• YOUR GOAL
Please decide whether each statement below agrees with the opinion piece on Salud Carbajal's election, answering yes or no and quoting the deciding words from it. (a) Carbajal came to the United States at age 5. (b) Carbajal's advisors often pointed out during the campaign that he would be the first Latino to represent Santa Barbara in Congress. (c) Carbajal spoke out against the proposed gang injunction early and before large audiences.

• TEXT SHOWN
########################################
I’ll leave it to the political scientists and the Centers for Disease Control to do my heavy-lifting, but when they demonstrate Trump’s margin of victory was culled from states with the highest concentration of opioid abusers, I’ll be only too happy to accept the Nobel Prize.

For those seeking reassurance, let me offer the cold comfort of Trump’s narcissistic nihilism. He believes nothing. He is allied with no one. He will throw anyone overboard. Deals can be made.

As Trump ​— ​who started his impossibly improbable journey by castigating Mexican immigrants as “rapists” ​— ​won the Electoral College, Santa Barbarians elected the first Latino to represent them in Congress, County Supervisor Salud Carbajal. It’s more than mere gesture. For those seeking redemption from last week’s results, Carbajal’s victory qualifies as more than cold comfort. Carbajal, it’s worth noting, was born in Mexico. He emigrated to the United States at age 5. He’s one of them, now one of us. Carbajal has been excruciatingly careful not to pigeonhole himself as a Latino activist politician. Yes, he came out against the City of Santa Barbara’s proposed gang injunction ​— ​decried by activist types as a form of racial profiling ​— ​but only at the very last second and only to a few people in a small room. Still, it helped him secure important endorsements early in the primary campaign. And while final numbers are not officially in, it appears Carbajal benefited by a spike in turnout among Latino voters.

During the campaign, Carbajal’s advisors worried he might experience a subliminally racist backlash among white voters suffering, no doubt, the stubborn agonies of constipation. As a result, they assiduously avoided any references to this historic first Latino fact. But consider the White Anglo-Saxon music captured in the names of Carbajal’s predecessors: Henry Elbert Stubbs, Hugh Steel Hersman, George Elmer Outland, Ernest King Bramblett, Elveris Anson Hayes. In this context, Salud Ortiz Carbajal [CQ] makes for a reassuring demographic departure.
########################################
• INFORMATION SUPPLIED
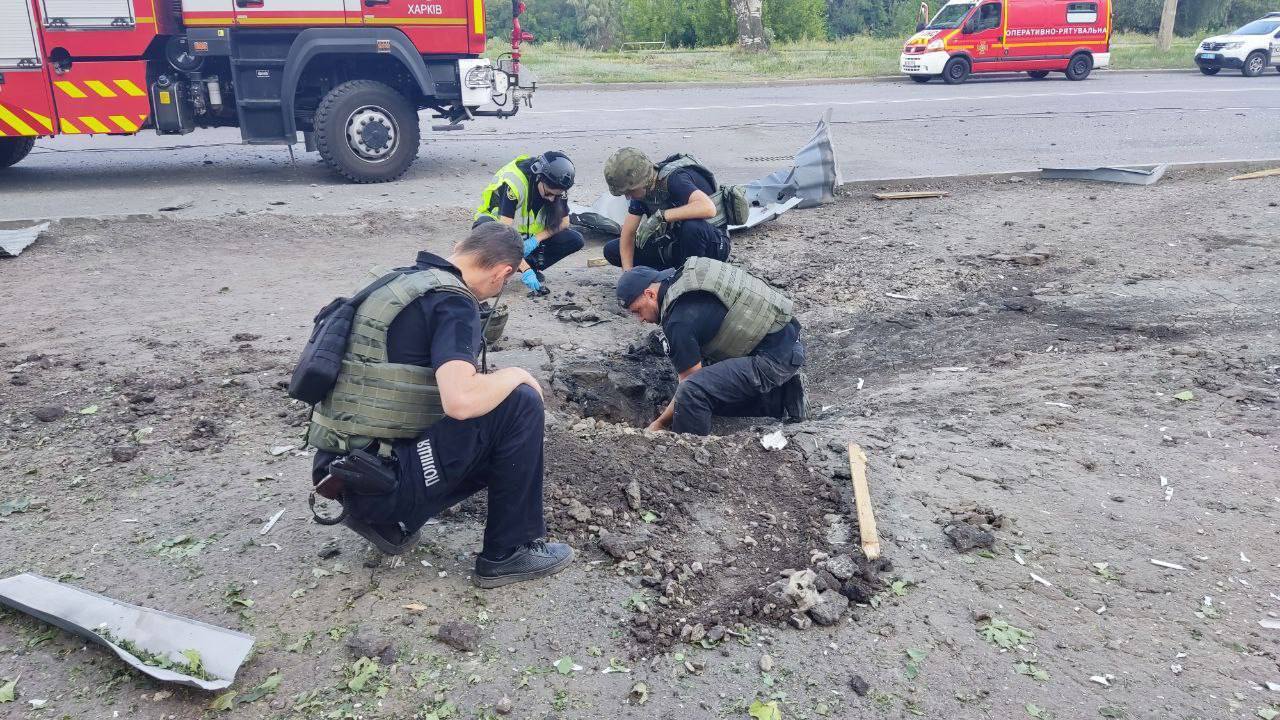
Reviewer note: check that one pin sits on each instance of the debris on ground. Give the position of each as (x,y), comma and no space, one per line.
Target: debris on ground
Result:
########################################
• RESULT
(a) Yes: "He emigrated to the United States at age 5."
(b) No: "they assiduously avoided any references to this historic first Latino fact."
(c) No: "but only at the very last second and only to a few people in a small room."